— Start —
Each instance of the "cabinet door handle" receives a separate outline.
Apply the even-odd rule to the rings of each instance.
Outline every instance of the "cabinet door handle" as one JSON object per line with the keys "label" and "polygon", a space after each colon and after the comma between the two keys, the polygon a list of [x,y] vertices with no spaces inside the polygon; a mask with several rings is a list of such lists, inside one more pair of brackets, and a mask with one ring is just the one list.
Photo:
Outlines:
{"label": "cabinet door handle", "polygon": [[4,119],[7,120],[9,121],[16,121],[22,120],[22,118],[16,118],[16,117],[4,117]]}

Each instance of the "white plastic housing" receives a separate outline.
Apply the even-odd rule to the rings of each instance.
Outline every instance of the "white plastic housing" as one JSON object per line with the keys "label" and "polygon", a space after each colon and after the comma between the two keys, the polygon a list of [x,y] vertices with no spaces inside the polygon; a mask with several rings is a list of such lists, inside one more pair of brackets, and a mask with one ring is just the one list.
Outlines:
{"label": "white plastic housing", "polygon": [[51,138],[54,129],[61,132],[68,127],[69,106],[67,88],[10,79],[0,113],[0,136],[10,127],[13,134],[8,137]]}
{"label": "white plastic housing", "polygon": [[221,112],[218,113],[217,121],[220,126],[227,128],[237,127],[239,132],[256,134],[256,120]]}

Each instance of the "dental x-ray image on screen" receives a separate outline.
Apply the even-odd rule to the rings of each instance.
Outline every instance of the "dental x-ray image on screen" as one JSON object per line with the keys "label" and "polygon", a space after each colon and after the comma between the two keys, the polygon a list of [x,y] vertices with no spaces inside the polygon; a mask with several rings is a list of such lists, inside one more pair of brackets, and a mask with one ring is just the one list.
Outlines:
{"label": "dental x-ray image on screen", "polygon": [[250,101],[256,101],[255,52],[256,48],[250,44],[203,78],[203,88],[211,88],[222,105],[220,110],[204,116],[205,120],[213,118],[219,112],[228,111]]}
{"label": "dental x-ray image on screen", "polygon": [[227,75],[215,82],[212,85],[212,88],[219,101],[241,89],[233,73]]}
— End —
* _Goal_
Show each line of the entries above that contains the word "vertices", reproducing every such line in full.

* _Task output_
Outline every instance of the "cabinet door handle" as one JSON object per line with the keys "label" and "polygon", a space after each colon and after the comma between the two keys, the polygon a list of [x,y] vertices with no spaces inside the polygon; a mask with several rings is a list of such lists, inside one more pair of brackets, and a mask with one ring is just the one list.
Outline every instance of the "white plastic housing" as one JSON object per line with the keys "label" and "polygon", a space after each colon and after the comma between the two keys, the polygon a list of [x,y] vertices with no spaces inside the polygon; a mask with several rings is a list of such lists, inside one more pair of brackets, and a mask with one ring is just the one list.
Outline every instance of the "dental x-ray image on screen" as one JSON object per line with the keys "label" and "polygon", a space after each colon and after the comma between the two keys, the polygon a list of [x,y] vertices with no spaces inside the polygon; a mask with several rings is a list of such lists, inside one more pair of brackets, and a mask with one ring is just the one list.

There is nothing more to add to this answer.